START

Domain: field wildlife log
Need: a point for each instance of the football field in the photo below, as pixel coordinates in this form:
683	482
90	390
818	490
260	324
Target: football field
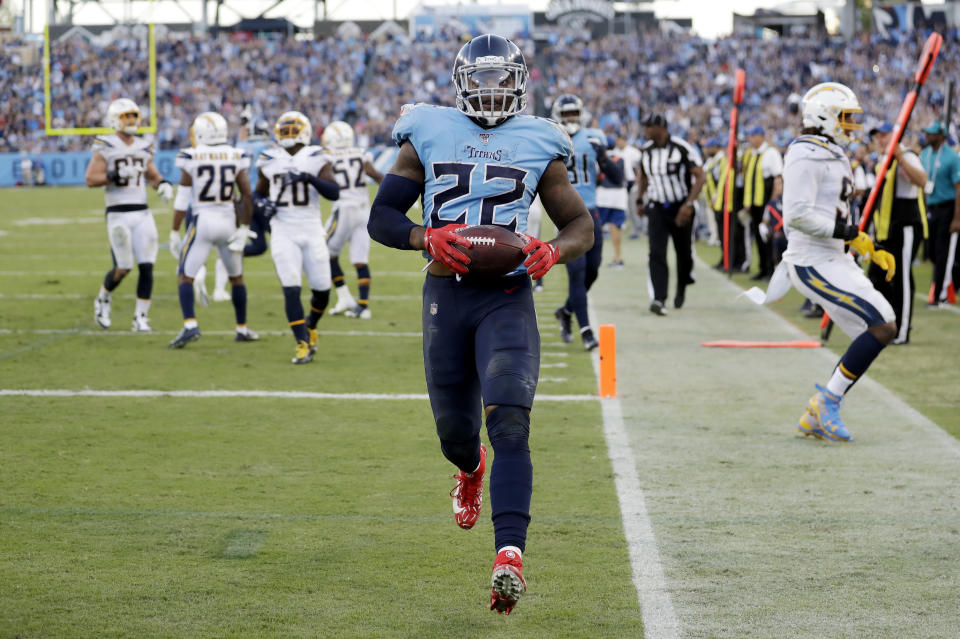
220	491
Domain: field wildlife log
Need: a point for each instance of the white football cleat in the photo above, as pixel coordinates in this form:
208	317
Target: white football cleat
358	311
101	311
141	324
200	292
344	303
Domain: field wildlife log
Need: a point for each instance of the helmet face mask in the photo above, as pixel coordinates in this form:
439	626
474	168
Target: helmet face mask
490	77
209	128
123	116
567	109
337	135
834	110
292	128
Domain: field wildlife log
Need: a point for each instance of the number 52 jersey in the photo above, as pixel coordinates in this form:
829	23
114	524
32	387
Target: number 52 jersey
476	175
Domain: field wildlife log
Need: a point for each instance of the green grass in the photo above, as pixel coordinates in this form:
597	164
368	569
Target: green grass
922	372
264	517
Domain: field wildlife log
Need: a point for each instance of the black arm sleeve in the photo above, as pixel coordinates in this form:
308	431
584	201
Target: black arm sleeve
329	190
389	223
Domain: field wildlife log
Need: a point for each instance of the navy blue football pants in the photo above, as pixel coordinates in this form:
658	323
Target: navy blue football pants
481	347
582	273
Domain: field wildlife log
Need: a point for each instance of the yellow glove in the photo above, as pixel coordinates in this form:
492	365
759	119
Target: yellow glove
886	261
863	245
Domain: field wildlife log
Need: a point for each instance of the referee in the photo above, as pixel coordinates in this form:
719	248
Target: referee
670	177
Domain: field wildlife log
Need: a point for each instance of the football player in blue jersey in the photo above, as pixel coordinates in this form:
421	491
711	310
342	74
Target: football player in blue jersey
482	163
589	153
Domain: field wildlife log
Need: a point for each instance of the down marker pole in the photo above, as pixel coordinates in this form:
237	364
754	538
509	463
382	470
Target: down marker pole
608	360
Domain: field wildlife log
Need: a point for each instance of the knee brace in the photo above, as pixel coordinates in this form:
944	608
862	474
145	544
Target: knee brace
145	281
292	304
459	442
509	429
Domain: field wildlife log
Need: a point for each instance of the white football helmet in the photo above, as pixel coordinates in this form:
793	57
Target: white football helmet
568	110
834	109
292	128
120	108
209	128
337	135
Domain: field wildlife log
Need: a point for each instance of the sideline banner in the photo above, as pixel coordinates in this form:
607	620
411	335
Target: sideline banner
69	168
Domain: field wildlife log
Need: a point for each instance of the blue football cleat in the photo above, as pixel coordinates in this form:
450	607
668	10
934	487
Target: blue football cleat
825	406
185	336
809	426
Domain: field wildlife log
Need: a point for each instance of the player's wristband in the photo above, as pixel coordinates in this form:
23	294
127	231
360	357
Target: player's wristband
845	232
389	223
329	190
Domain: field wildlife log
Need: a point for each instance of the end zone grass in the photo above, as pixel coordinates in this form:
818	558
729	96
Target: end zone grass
262	517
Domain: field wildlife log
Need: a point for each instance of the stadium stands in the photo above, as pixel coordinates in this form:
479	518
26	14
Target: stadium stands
365	81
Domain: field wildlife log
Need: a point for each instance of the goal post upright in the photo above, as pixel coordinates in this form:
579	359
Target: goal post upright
48	109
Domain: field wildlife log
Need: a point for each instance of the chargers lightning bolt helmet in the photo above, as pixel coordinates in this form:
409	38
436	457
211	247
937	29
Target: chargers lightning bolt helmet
120	108
292	128
490	76
567	109
834	109
209	128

END

*OBJECTIVE*. Quote all of the entries word for word, omitting any pictures.

*THE RESULT*.
Domain: field wildlife log
Need: a point for each instance of the football field in the photo below, as pixel coordinates in this form:
683	482
90	390
818	490
260	324
Target: football field
220	491
Domain: field wildlife log
Need: a point for each instance of the white football cleat in the photo above, as pixel coordinates in this form:
208	317
Target: white football cleat
358	311
101	311
141	324
200	292
344	303
Domain: field wildlife log
Need: a point for each instance of the helmet face mask in the photo above, as pixel coordinates in this form:
439	626
474	168
Target: helmet face mask
490	77
209	128
123	116
567	109
337	135
834	110
292	128
Domain: field wildlife log
Need: a point for each instance of the number 52 jersey in the photo above, as pixel coordinates in this form:
829	23
114	524
32	387
Target: number 52 jersey
476	175
Domain: field wildlife log
Need: a point for each instance of the green grass in the photo above, as pixel coordinates in this form:
597	164
368	569
Target: green grass
922	372
264	517
Domain: field wildlife log
Need: a point for each instance of the black arm sleeve in the photo above, as pixel coordinates in this form:
308	431
584	201
Target: black arm sleeve
329	190
389	223
Domain: field wildlife log
Need: a point for each instance of the navy blue football pants in the photo above, as pixel coordinates in this form:
658	323
Target: navy blue football pants
481	347
582	273
Domain: field wildlife log
Need: a point for each instance of the yellow glove in the photo above, as pixel coordinates in this form:
492	365
759	119
Target: yellow glove
886	261
863	245
Domain: field wildlife log
Need: a point for each instance of the referee in the photo above, as pixel coordinates in this form:
719	248
Target: referee
670	177
Domain: field wildlife log
Need: a point for each instance of the football player in blue jersey in the photo above, as pixel coordinates in this form:
421	491
711	310
342	74
Target: football player in blue jersey
482	163
589	153
Domain: field wildlife log
Need: a point for each instance of the down marker pole in the photo above, as pixel coordinates in this form:
237	364
754	538
509	463
382	470
Target: down marker pole
608	360
Domain: field wildlife log
Need: a point for each instance of the knee brace in the photo above, as pixel coordinates in this form:
944	608
862	474
145	544
Target: knee brace
145	281
292	304
459	442
509	429
Domain: field wildlife log
Need: a point for each instance of the white football helmet in the photo above, as pixel coordinates in this form:
793	57
Target: white football helmet
568	110
834	109
292	128
120	108
209	128
337	135
Domain: field wildlife log
Need: a point for each instance of the sideline banner in the photo above, as pixel coordinates in this form:
607	620
411	335
Target: sideline banner
69	168
Domain: field wildlife log
Need: a point for each instance of the blue football cleat in the photo above, as pixel coordinates in this form:
450	607
668	10
934	487
Target: blue football cleat
825	406
185	336
809	426
Domain: field wildlife log
Need: a point for each instance of the player's wristband in the photo above, as pixel coordinates in this form:
23	294
127	231
360	357
Target: player's wristband
845	232
389	223
329	190
Domain: field wildlife log
Need: a point for each instance of the end zone grass in the photo above, as pixel coordinates in this form:
818	558
729	96
Target: end zone grass
262	517
Domain: field wildlife log
Need: a point for each instance of the stadium stands in the photo above, as pixel coordinates in this form:
479	518
26	14
Target: stadium stands
365	81
Domain: field wildlife log
Need: a point for each instance of the goal post upright in the photo above, as pixel coordinates in this form:
579	359
Target: goal post upright
48	109
Domain: field wildlife log
Need: a point for each instance of the chargers lightning bolt helmet in the photo above, as pixel coordinates in this form:
409	38
436	457
211	247
937	29
Target: chargers lightning bolt helmet
120	108
292	128
490	76
567	109
834	109
209	128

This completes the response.